Copy out every one of the rows below word for word, with no changes.

==== DATA EXCERPTS ====

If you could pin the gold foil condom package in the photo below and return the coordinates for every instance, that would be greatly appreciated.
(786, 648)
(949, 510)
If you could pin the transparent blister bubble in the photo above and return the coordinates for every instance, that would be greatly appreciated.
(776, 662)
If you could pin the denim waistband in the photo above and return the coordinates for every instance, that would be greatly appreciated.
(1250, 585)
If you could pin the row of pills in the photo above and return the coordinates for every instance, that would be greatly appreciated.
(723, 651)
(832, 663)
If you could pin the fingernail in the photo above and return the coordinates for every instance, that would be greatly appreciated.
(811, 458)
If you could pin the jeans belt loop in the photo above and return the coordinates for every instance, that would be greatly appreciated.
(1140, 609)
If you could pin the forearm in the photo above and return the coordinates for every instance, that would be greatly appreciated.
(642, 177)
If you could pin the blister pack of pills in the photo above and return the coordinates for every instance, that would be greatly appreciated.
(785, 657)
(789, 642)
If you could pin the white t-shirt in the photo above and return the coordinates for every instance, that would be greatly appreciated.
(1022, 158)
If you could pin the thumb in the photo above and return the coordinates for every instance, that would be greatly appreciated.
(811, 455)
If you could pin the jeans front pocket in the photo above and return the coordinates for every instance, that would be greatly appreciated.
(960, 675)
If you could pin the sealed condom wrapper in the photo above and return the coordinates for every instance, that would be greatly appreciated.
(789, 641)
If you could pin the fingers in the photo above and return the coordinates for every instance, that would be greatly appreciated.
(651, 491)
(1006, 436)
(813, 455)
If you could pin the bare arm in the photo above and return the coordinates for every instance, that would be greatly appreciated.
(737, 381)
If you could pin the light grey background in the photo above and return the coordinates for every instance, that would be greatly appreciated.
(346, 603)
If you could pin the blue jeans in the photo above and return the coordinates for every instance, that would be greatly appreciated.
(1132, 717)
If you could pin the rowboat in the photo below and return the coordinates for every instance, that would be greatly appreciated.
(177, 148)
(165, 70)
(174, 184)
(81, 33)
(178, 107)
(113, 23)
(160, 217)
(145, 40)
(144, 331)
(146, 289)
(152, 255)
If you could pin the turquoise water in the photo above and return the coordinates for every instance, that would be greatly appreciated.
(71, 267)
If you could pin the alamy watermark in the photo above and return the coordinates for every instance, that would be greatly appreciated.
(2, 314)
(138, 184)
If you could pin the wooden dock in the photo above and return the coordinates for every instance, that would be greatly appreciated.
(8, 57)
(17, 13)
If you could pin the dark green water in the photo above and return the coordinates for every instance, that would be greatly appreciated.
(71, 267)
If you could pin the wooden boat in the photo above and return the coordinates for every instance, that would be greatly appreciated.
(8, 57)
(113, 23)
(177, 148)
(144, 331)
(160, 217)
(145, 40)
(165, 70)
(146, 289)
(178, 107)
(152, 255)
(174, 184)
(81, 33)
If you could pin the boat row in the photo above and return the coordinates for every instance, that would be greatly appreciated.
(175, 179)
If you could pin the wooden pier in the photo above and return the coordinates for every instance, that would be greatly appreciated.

====

RESPONSE FOR THIS EXERCISE:
If you could pin the gold foil condom package in the photo below and return the coordinates for every instance, that would be greatly appreciated.
(786, 648)
(949, 510)
If you could pin the transparent blister bubble in the photo above and return the coordinates for every instance, that would be greatly appreciated.
(776, 662)
If you could pin the denim waistband in the photo above and return the coordinates for every instance, that would be greatly appreciated.
(1250, 585)
If you could pin the row of pills in the photo above and return the coordinates for every instance, that would be greatly appreciated.
(723, 651)
(832, 663)
If you could pin the fingernail in the photo above and return the coordinates for every instance, that would be greatly appreciated.
(811, 458)
If you could pin the jeans belt loop in the photo above and return the coordinates for every instance, that would be greatly appreciated.
(1140, 609)
If you could pin the forearm in the photo above and return the coordinates for every instance, that would be greatly appreciated.
(642, 177)
If you could pin the blister pack of pills in the photo above and return the coordinates for every instance, that would be greatly appreciated.
(785, 657)
(789, 642)
If you could pin the white t-shirt in the photo above and return the coordinates for every instance, that would be greatly appreciated.
(1022, 158)
If you could pin the thumb in the photo above and return the coordinates for every instance, that would be greatly appreciated.
(811, 455)
If you could pin the jeans front pocket in the photo above and return the coordinates for every instance, that would be greatly appreciated.
(960, 675)
If you could pin the sealed condom wrapper in the photo above and return the coordinates for every instance, that would be greatly appreciated.
(789, 641)
If you could pin the fingers in the photo above and return the coordinates for every instance, that would be greatly appreciated.
(651, 491)
(1006, 436)
(813, 455)
If you could pin the bare arm in the photo above and return the coordinates for every instance, that would be greatly appreciated.
(737, 381)
If you could pin the light grey background in the photo above and return the coordinates for every instance, that would be greatly appreciated.
(346, 603)
If you could pin the blue jeans in the photo above and return the coordinates for every instance, that would be greatly appreciated.
(1132, 717)
If you could pin the rowboat in the photo below and return the coordinates for every instance, that would be greatly appreciated.
(177, 148)
(165, 70)
(174, 184)
(81, 33)
(178, 107)
(113, 23)
(160, 217)
(145, 40)
(144, 331)
(146, 289)
(152, 255)
If you could pin the turquoise water in the photo above and return the coordinates for every instance, that would be greatly appreciated.
(71, 267)
If you could pin the alamy watermark in the photo above and return the coordinates for every instance, that would be greatly appreciated.
(2, 314)
(138, 184)
If you could pin the wooden dock in the photo above and return the coordinates for every instance, that would be greatly appreciated.
(8, 57)
(17, 13)
If you could pin the dark green water in the photo above and return the coordinates for every instance, that would be greatly appreciated.
(71, 267)
If you could pin the wooden boat in the photo above and return the coordinates for every instance, that would be greatly appreciated.
(8, 57)
(113, 23)
(177, 148)
(144, 331)
(160, 217)
(145, 40)
(165, 70)
(146, 289)
(178, 107)
(152, 255)
(174, 184)
(81, 33)
If you could pin the boat row in the photo above and return the coordinates for every instance, that would be greatly appreciated.
(175, 179)
If you could pin the wooden pier in the photo above and return the coordinates for every instance, that would be greatly appreciated.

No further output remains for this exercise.